Thursday, May 23, 2024


“You may choose to look the other way, but you can never say again that you did not know.”

— William Wilberforce


FDA Reports Systemic Health Problems in Women With Breast Implants

breast implants

Breast implant surgery is the most common cosmetic surgical procedure in the United States, with more than 313,000 surgeries performed in 2018—a 48 percent increase since 2000.1 Silicone implants are the most common reconstructive breast surgery. In 2018, the American Society of Plastic Surgeons (ASPS) reported 101,657 breast reconstruction procedures, of which 78,814 used silicone implants.2

The U.S. Food and Drug Administration’s (FDA) Medical Device Reporting (MDR) is a post-market surveillance tool that the agency uses to monitor the performance of devices and detect any device-related safety issues, which contributes to benefit-risk assessments of medical device products.3

The FDA recently complied a report gathering data from the MDR database for all reports posted between Jan. 1, 2008 and Apr. 1, 2022 referring to adverse reactions to a saline or silicone filled breast prosthesis.4 The most common symptoms reported were fatigue (43.6 percent), joint pain (29 percent), brain fog (23.6 percent), anxiety (22.7 percent), hair loss (20.3 percent), depression (17.2 percent), autoimmune diseases (16.6 percent), rash (15.6 percent), headache (15.3 percent) and inflammation (14.7 percent).5

Breast Implant Illness Not Recognized As a Medical Diagnosis

Many patients and medical professionals use the term “breast implant illness (also known as “BII”) to describe the range of symptoms that some women report following breast implant surgery. The manifestation of BII symptoms has been reported with all types of breast implants regardless of the type of implant. Onset of reported BII symptoms ranges anywhere from immediately after surgery to years later.

————————

Actions to take >>
1. Please quote the breast implant article from "Many patients and" through "to years later.".
2. According to the breast implant article, how many breast reconstruction procedures did the American Society of Plastic Surgeons report in 2018?
3. Turn the paragraph of the breast implant article beginning "Breast implant surgery is the most common" into a short bulleted list that keeps its main facts.

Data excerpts

————————

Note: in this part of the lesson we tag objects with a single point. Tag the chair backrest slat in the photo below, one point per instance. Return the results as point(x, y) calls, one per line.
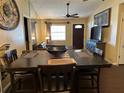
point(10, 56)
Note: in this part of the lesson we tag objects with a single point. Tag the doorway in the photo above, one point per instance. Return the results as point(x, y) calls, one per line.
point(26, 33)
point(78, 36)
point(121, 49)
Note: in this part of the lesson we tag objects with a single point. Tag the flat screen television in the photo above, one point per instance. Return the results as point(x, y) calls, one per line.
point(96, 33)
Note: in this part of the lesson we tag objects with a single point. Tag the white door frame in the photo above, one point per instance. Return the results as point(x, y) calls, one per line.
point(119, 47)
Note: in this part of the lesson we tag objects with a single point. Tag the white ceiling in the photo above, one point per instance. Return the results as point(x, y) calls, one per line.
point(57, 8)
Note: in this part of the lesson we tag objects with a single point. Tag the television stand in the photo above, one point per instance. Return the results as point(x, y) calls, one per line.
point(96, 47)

————————

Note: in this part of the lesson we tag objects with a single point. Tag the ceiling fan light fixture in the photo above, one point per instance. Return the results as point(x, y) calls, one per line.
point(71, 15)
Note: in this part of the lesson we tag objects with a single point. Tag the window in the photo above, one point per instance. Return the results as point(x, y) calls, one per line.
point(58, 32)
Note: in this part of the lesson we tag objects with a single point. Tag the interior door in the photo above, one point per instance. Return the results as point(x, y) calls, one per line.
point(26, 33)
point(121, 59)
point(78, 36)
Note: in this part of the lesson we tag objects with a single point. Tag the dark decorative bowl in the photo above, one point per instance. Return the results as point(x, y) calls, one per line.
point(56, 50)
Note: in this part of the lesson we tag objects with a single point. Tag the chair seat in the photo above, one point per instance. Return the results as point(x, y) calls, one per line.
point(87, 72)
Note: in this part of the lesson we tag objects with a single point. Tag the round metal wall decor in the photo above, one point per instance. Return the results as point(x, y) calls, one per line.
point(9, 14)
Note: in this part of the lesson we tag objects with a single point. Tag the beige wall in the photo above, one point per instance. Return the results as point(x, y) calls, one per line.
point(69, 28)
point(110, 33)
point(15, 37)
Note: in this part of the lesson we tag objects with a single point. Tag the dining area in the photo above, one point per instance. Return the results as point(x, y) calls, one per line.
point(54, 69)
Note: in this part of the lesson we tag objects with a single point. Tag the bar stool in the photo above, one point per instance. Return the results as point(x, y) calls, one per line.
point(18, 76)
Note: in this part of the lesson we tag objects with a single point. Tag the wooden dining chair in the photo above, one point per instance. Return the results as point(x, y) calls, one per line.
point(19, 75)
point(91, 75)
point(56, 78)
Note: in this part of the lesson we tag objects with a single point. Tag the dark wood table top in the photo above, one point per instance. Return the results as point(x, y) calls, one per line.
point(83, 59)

————————

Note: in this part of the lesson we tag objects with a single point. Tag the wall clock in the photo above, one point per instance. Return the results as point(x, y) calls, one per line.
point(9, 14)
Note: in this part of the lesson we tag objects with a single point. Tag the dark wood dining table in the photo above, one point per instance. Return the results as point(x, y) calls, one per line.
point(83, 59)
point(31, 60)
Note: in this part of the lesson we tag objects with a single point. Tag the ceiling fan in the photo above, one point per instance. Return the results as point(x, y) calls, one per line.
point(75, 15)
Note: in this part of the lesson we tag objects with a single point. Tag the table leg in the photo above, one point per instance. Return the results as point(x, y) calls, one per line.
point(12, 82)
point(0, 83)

————————

Solutions to the exercise >>
1.
Many patients and medical professionals use the term “breast implant illness (also known as “BII”) to describe the range of symptoms that some women report following breast implant surgery. The manifestation of BII symptoms has been reported with all types of breast implants regardless of the type of implant. Onset of reported BII symptoms ranges anywhere from immediately after surgery to years later.

2. 101,657

3.
- Breast implant surgery is the most common cosmetic surgical procedure in the United States.
- More than 313,000 of these surgeries were performed in 2018, a 48 percent increase since 2000.
- Silicone implants are the most common reconstructive breast surgery.
- In 2018, the American Society of Plastic Surgeons reported 101,657 breast reconstruction procedures, 78,814 of which used silicone implants.